◆ ASSIGNMENT ◆
Write out the section of the piece on faith and the pandemic starting with "Or maybe it’s" and going on through "just sounds feeble.", changing nothing.

DOCUMENT SEGMENT START

WHAT little faith I ever had disappeared somewhere between Sunday School and First Communion. It has re-appeared fleetingly since, usually in times of crisis, but never hung around long enough to mean anything.

It’s not through choice. If I had choice in the matter, I would probably choose faith, which is surely preferable to the pointless emptiness of not believing in anything.

Maybe it’s because I went to a convent school, despite not being Catholic, (I just liked the uniform and thought it would be like Malory Towers), and always felt detached from the Hail Marys we recited in assembly, the formidable nuns who taught us, and the strange rituals at Mass. Maybe it’s because I have visited places in the world where priests are treated like rock stars, and Baby Jesus cigarette lighters are sold in gift shops, while the poor go hungry.

Or maybe it’s because when terrible things happen, I wonder how any God could just sit back and watch.

There are many harrowing stories arising from the COVID-19 pandemic, not least the poor souls who have lost loved ones, so quickly, so brutally, and can’t say goodbye at a funeral service. I have a friend who works for the NHS and her spirit is crushed. I can’t find any words for her, it just sounds feeble.

Sometimes this virus seems so close I go to bed wondering if I’ll wake up in the morning. I don’t know what I’m more afraid of: the virus itself or the economic and social catastrophe it leaves in its wake. But I have enough distractions to get me through the day, and a sense of humour in adversity, which I’m thankful for.

It occurred to me recently that I hadn’t cried yet. Is crying expected of us at times like this? Most people I know seem to be keeping their chin up, but surely they too must go to bed feeling a bit scared.

Then, this week, I wrote about a chap called Michael, who has dementia and cancer and is living alone, in self-isolation. Diagnosed with dementia in his 50s, forced to give up a job he loved, he later had surgery to remove two aggressive tumours on his bladder. He went through all that on his own. As if that wasn’t enough, Michael ended up confused in a shop, trying to count his money, something he has difficulty with, while pre-lockdown bulk-buyers pushed and shoved around him, “grabbing anything and everything on the shelves,” he said. Now he’s into 12-week isolation and, in a letter he can’t really make sense of, he’s told his cancer treatment is postponed, because of current NHS pressures. He is, he says, confused and trying not to panic.

DOCUMENT SEGMENT END
LISTED ENTRIES START

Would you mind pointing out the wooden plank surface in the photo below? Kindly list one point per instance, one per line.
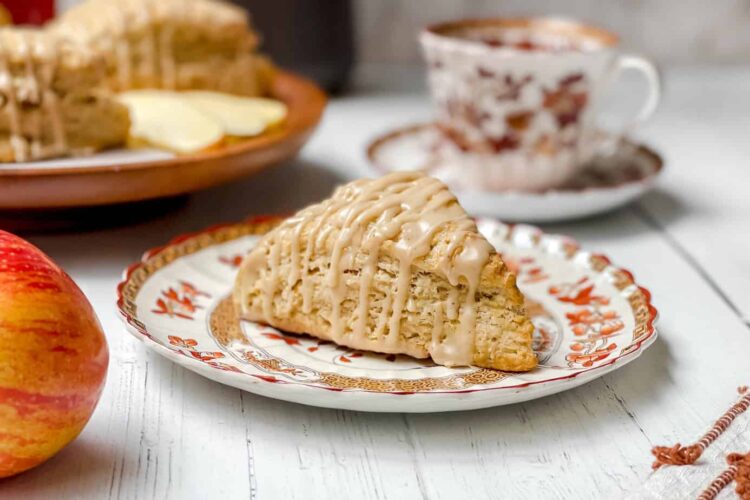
(163, 432)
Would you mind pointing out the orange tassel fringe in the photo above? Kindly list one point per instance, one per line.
(738, 471)
(688, 455)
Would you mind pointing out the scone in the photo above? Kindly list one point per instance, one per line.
(52, 102)
(392, 265)
(171, 44)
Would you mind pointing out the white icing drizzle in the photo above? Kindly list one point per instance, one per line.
(33, 88)
(399, 214)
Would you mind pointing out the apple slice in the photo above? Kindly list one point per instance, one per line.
(240, 116)
(165, 120)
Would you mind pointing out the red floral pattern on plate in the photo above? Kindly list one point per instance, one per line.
(179, 302)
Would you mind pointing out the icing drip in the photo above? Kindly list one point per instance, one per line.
(34, 89)
(399, 213)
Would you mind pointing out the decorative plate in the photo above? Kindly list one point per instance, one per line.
(120, 176)
(590, 317)
(607, 183)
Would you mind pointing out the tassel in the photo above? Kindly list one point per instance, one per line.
(688, 455)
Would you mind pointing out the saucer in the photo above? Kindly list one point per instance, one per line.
(608, 182)
(590, 316)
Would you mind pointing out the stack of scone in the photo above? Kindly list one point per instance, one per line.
(52, 99)
(56, 84)
(170, 44)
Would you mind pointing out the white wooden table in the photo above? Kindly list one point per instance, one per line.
(162, 432)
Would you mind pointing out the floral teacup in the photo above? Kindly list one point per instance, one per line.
(518, 98)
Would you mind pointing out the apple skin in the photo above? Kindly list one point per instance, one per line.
(53, 357)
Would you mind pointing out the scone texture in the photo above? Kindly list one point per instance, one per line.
(52, 101)
(502, 335)
(171, 44)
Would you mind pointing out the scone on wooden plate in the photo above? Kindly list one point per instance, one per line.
(391, 265)
(171, 44)
(52, 101)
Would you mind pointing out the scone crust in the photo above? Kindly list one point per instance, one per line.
(503, 333)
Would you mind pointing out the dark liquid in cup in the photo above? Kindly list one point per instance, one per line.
(527, 39)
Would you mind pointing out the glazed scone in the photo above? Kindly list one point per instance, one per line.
(52, 101)
(391, 265)
(171, 44)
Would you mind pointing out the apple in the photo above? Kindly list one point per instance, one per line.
(162, 118)
(53, 357)
(240, 116)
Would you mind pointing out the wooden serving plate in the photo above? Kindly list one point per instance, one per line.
(98, 180)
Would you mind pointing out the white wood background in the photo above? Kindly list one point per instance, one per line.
(162, 432)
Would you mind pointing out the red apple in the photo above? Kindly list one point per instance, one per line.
(53, 357)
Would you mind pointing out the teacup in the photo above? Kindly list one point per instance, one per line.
(518, 98)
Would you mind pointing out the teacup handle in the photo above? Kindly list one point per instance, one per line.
(651, 74)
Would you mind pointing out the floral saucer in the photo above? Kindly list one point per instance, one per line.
(590, 317)
(607, 183)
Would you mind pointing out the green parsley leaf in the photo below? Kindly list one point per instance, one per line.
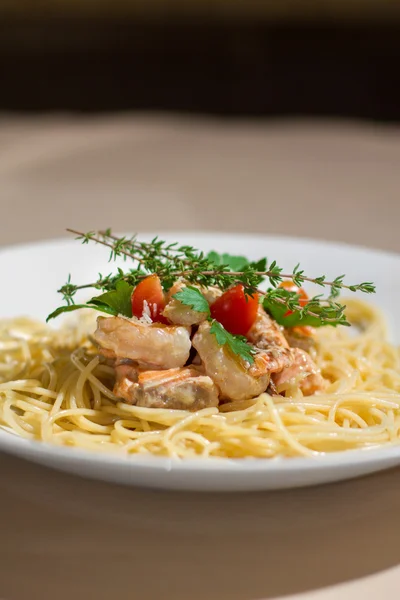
(119, 299)
(296, 318)
(235, 263)
(70, 308)
(191, 296)
(237, 344)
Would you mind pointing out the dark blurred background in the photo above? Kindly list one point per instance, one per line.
(276, 57)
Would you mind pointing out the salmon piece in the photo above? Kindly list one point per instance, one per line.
(304, 369)
(187, 388)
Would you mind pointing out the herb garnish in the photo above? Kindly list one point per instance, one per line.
(172, 262)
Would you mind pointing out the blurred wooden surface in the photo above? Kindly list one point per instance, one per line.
(244, 66)
(283, 9)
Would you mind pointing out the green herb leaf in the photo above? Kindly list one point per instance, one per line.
(278, 312)
(71, 307)
(119, 299)
(235, 263)
(237, 344)
(191, 296)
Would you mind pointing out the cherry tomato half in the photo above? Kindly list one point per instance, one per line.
(235, 310)
(149, 290)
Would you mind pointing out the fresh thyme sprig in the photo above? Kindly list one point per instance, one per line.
(172, 262)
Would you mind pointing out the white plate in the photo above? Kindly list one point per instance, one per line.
(30, 276)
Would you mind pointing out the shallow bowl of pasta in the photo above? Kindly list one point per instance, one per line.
(59, 407)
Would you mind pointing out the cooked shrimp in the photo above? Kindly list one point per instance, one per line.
(151, 345)
(179, 314)
(236, 379)
(186, 389)
(305, 370)
(265, 333)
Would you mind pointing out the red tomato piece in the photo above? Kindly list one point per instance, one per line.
(235, 310)
(149, 291)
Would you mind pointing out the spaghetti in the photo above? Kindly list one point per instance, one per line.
(54, 388)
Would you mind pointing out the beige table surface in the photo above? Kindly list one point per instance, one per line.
(66, 538)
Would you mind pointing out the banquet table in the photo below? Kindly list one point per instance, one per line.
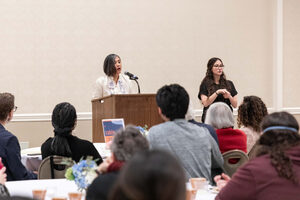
(61, 188)
(54, 187)
(32, 158)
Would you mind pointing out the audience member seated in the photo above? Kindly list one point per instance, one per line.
(151, 175)
(9, 144)
(221, 118)
(3, 190)
(250, 114)
(190, 116)
(274, 173)
(125, 144)
(193, 145)
(63, 143)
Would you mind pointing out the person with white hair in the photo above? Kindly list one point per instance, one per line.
(220, 116)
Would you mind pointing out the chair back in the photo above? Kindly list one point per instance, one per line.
(52, 168)
(233, 159)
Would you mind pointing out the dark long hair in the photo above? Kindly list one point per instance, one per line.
(276, 142)
(150, 175)
(209, 77)
(63, 120)
(251, 112)
(109, 64)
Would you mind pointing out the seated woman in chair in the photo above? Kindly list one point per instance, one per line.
(151, 175)
(63, 143)
(125, 144)
(274, 173)
(221, 118)
(250, 114)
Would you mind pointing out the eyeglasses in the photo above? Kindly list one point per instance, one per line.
(221, 66)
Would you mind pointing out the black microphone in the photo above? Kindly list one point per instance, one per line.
(131, 76)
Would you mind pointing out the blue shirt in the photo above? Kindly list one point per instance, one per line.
(11, 158)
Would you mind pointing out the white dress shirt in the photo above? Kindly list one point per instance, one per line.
(105, 86)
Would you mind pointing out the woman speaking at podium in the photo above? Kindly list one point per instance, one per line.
(114, 82)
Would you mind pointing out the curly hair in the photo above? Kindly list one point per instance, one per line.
(127, 142)
(209, 78)
(276, 142)
(251, 112)
(64, 119)
(173, 101)
(109, 64)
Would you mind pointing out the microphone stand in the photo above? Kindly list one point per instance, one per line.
(138, 85)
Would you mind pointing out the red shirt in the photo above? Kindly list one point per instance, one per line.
(230, 139)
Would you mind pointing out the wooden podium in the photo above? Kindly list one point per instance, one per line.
(136, 109)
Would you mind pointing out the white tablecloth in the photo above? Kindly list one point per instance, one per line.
(31, 157)
(54, 187)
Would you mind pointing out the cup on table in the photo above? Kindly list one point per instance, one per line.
(39, 194)
(75, 195)
(191, 194)
(199, 183)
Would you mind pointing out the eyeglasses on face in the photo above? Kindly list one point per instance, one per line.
(221, 66)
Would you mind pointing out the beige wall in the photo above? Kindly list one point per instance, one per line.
(53, 50)
(291, 50)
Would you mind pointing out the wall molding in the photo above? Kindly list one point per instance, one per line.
(84, 116)
(45, 117)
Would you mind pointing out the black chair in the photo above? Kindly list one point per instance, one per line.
(233, 159)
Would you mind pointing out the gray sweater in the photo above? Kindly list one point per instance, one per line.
(197, 151)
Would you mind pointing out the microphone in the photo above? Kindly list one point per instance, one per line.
(131, 76)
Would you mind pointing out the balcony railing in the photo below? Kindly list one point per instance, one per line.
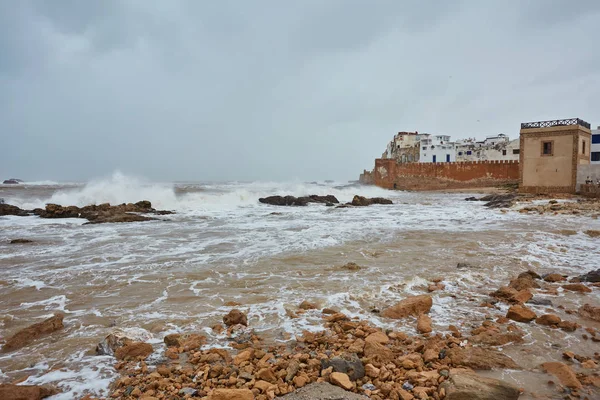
(556, 122)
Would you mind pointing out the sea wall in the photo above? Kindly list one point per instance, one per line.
(432, 176)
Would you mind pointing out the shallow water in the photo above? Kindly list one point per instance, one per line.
(222, 245)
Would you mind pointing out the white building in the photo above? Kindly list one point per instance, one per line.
(493, 148)
(437, 148)
(595, 147)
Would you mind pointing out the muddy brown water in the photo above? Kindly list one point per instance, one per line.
(155, 278)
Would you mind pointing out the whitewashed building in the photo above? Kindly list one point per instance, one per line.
(595, 146)
(436, 148)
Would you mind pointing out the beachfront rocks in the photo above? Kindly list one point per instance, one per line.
(464, 385)
(360, 201)
(29, 334)
(424, 324)
(480, 358)
(322, 391)
(589, 311)
(577, 287)
(231, 394)
(26, 392)
(411, 306)
(342, 380)
(563, 372)
(548, 320)
(235, 317)
(520, 313)
(134, 351)
(592, 276)
(348, 364)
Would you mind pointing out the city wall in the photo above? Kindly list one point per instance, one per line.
(433, 176)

LISTED ENTRIES END

◆ EXERCISE SOLUTION ◆
Or maybe it’s because when terrible things happen, I wonder how any God could just sit back and watch.

There are many harrowing stories arising from the COVID-19 pandemic, not least the poor souls who have lost loved ones, so quickly, so brutally, and can’t say goodbye at a funeral service. I have a friend who works for the NHS and her spirit is crushed. I can’t find any words for her, it just sounds feeble.